-------- Dataset records --------

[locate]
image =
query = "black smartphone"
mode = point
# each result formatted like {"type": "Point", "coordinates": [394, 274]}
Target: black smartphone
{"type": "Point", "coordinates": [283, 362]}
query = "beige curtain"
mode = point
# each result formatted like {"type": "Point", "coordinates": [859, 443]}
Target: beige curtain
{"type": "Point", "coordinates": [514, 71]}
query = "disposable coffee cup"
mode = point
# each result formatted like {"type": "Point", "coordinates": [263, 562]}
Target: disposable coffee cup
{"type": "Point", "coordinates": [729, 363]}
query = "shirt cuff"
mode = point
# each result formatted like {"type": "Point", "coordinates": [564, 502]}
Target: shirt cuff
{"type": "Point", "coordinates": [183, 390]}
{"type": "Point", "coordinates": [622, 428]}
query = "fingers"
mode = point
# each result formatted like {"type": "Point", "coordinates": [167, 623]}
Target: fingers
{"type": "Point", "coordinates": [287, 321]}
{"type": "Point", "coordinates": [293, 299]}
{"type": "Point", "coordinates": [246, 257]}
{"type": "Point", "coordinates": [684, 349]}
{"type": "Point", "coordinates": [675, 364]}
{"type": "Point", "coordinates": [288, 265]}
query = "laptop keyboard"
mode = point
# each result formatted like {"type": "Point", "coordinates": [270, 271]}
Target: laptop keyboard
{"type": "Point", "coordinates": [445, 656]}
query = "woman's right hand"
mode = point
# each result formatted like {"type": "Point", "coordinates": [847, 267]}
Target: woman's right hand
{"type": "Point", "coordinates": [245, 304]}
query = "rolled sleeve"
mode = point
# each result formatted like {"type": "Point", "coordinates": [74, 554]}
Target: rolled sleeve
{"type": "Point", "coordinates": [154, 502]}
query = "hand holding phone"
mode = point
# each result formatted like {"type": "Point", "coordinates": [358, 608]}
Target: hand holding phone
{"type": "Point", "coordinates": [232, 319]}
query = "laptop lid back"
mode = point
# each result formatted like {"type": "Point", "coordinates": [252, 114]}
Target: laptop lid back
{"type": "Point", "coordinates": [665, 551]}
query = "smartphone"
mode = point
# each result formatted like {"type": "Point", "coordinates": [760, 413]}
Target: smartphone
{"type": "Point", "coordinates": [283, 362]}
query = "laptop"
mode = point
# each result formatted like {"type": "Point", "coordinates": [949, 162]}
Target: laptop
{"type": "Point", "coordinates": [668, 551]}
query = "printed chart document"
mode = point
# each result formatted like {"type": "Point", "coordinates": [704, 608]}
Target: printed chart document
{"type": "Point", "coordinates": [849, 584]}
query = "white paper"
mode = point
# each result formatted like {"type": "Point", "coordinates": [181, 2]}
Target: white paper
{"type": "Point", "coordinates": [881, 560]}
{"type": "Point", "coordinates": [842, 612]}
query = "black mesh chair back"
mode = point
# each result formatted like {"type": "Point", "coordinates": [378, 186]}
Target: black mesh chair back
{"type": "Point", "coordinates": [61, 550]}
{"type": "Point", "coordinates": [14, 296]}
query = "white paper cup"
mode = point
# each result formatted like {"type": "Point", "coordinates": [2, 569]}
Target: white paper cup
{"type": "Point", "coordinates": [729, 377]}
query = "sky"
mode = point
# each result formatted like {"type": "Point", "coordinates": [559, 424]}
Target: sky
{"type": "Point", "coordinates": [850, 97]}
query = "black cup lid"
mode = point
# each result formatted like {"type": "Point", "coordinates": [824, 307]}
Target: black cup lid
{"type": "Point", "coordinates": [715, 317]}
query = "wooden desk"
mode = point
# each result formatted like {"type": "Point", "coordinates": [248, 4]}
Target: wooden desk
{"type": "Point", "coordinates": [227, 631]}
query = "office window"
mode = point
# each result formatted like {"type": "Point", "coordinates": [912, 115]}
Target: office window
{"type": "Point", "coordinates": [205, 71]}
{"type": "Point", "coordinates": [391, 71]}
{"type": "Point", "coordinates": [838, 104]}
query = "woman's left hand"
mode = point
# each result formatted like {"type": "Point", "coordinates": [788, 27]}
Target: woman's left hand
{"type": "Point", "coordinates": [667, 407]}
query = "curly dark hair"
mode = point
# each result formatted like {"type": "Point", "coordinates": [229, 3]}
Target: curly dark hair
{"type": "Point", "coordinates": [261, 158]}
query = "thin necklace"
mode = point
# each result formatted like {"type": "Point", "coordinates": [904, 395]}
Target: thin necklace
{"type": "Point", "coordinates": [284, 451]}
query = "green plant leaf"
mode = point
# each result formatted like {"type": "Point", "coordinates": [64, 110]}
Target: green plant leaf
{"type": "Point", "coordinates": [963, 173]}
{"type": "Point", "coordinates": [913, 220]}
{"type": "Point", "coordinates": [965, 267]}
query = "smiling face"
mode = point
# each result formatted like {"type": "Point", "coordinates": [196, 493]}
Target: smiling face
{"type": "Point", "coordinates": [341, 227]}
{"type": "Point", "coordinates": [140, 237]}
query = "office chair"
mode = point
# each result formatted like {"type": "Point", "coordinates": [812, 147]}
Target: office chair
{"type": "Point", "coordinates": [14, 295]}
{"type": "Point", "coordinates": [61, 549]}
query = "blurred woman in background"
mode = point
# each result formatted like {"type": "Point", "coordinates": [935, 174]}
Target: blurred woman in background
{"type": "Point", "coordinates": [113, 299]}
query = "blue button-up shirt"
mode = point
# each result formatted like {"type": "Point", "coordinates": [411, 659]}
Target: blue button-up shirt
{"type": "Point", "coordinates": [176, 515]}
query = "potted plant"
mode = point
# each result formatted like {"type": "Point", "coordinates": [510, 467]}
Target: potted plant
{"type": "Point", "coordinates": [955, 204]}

--------

**Goal of the exercise**. The whole of the data must be given again, exactly as shown.

**Reply to the exercise**.
[locate]
image =
query = "black smartphone"
mode = point
# each result formatted like {"type": "Point", "coordinates": [394, 274]}
Target: black smartphone
{"type": "Point", "coordinates": [283, 362]}
query = "beige curtain"
mode = point
# each result formatted like {"type": "Point", "coordinates": [859, 443]}
Target: beige curtain
{"type": "Point", "coordinates": [514, 71]}
query = "disposable coffee cup"
mode = point
# each result formatted like {"type": "Point", "coordinates": [263, 562]}
Target: disposable coffee cup
{"type": "Point", "coordinates": [729, 363]}
query = "shirt cuff"
mode = point
# each result formatted like {"type": "Point", "coordinates": [564, 502]}
Target: shirt cuff
{"type": "Point", "coordinates": [183, 390]}
{"type": "Point", "coordinates": [622, 428]}
query = "fingers"
mode = point
# each result formatted like {"type": "Point", "coordinates": [167, 623]}
Target: fingers
{"type": "Point", "coordinates": [287, 321]}
{"type": "Point", "coordinates": [293, 299]}
{"type": "Point", "coordinates": [246, 257]}
{"type": "Point", "coordinates": [684, 349]}
{"type": "Point", "coordinates": [675, 364]}
{"type": "Point", "coordinates": [288, 265]}
query = "laptop keyboard"
mode = point
# each result formatted like {"type": "Point", "coordinates": [270, 271]}
Target: laptop keyboard
{"type": "Point", "coordinates": [445, 656]}
query = "woman's right hand"
mode = point
# each result formatted like {"type": "Point", "coordinates": [847, 267]}
Target: woman's right hand
{"type": "Point", "coordinates": [245, 304]}
query = "rolled sleeve"
mode = point
# each result formatted like {"type": "Point", "coordinates": [74, 554]}
Target: rolled sleeve
{"type": "Point", "coordinates": [154, 502]}
query = "hand holding phone"
mode = point
# each result formatted like {"type": "Point", "coordinates": [358, 608]}
Target: hand holding phone
{"type": "Point", "coordinates": [232, 319]}
query = "laptop lid back"
mode = point
# each result formatted like {"type": "Point", "coordinates": [252, 114]}
Target: laptop lid back
{"type": "Point", "coordinates": [665, 551]}
query = "smartphone"
mode = point
# each result formatted like {"type": "Point", "coordinates": [760, 413]}
Target: smartphone
{"type": "Point", "coordinates": [283, 362]}
query = "laptop"
mode = point
# each result formatted like {"type": "Point", "coordinates": [949, 162]}
Target: laptop
{"type": "Point", "coordinates": [668, 551]}
query = "printed chart document"
mode = point
# each result formatted like {"type": "Point", "coordinates": [704, 608]}
Target: printed chart document
{"type": "Point", "coordinates": [849, 584]}
query = "white paper"
mode = point
# each result formatted like {"type": "Point", "coordinates": [181, 2]}
Target: white paper
{"type": "Point", "coordinates": [881, 560]}
{"type": "Point", "coordinates": [842, 612]}
query = "black mesh chair back"
mode = point
# each result formatted like {"type": "Point", "coordinates": [378, 186]}
Target: black mesh chair back
{"type": "Point", "coordinates": [61, 550]}
{"type": "Point", "coordinates": [14, 296]}
query = "white paper cup"
mode = point
# each result formatted like {"type": "Point", "coordinates": [2, 569]}
Target: white paper cup
{"type": "Point", "coordinates": [729, 377]}
query = "sky"
mode = point
# each result formatted like {"type": "Point", "coordinates": [559, 424]}
Target: sky
{"type": "Point", "coordinates": [850, 97]}
query = "black cup lid"
mode = point
# each result formatted like {"type": "Point", "coordinates": [824, 307]}
Target: black cup lid
{"type": "Point", "coordinates": [715, 317]}
query = "wooden desk"
mode = point
# each result formatted like {"type": "Point", "coordinates": [248, 4]}
Target: wooden desk
{"type": "Point", "coordinates": [227, 631]}
query = "office window"
mode = point
# each result formatted like {"type": "Point", "coordinates": [912, 115]}
Target: office window
{"type": "Point", "coordinates": [205, 71]}
{"type": "Point", "coordinates": [391, 71]}
{"type": "Point", "coordinates": [838, 104]}
query = "woman's left hand"
mode = point
# each result formatted like {"type": "Point", "coordinates": [788, 27]}
Target: woman's left hand
{"type": "Point", "coordinates": [667, 407]}
query = "curly dark hair"
mode = point
# each result formatted like {"type": "Point", "coordinates": [229, 3]}
Target: curly dark hair
{"type": "Point", "coordinates": [261, 158]}
query = "thin necklace"
mode = point
# each result formatted like {"type": "Point", "coordinates": [904, 395]}
Target: thin necklace
{"type": "Point", "coordinates": [284, 451]}
query = "green plant leaf"
mode = point
# each result formatted like {"type": "Point", "coordinates": [64, 110]}
Target: green plant leaf
{"type": "Point", "coordinates": [963, 173]}
{"type": "Point", "coordinates": [913, 220]}
{"type": "Point", "coordinates": [965, 267]}
query = "smiling face"
mode = point
# each result formatted like {"type": "Point", "coordinates": [196, 493]}
Target: smiling face
{"type": "Point", "coordinates": [341, 227]}
{"type": "Point", "coordinates": [140, 237]}
query = "office chair"
mode = point
# each result formatted like {"type": "Point", "coordinates": [812, 147]}
Target: office chair
{"type": "Point", "coordinates": [14, 295]}
{"type": "Point", "coordinates": [61, 549]}
query = "blurred woman in background"
mode = point
# each result formatted like {"type": "Point", "coordinates": [935, 174]}
Target: blurred woman in background
{"type": "Point", "coordinates": [113, 299]}
query = "blue button-up shirt"
mode = point
# each result formatted like {"type": "Point", "coordinates": [411, 659]}
Target: blue button-up shirt
{"type": "Point", "coordinates": [176, 515]}
query = "potted plant"
mode = point
# each result formatted like {"type": "Point", "coordinates": [510, 467]}
Target: potted plant
{"type": "Point", "coordinates": [955, 204]}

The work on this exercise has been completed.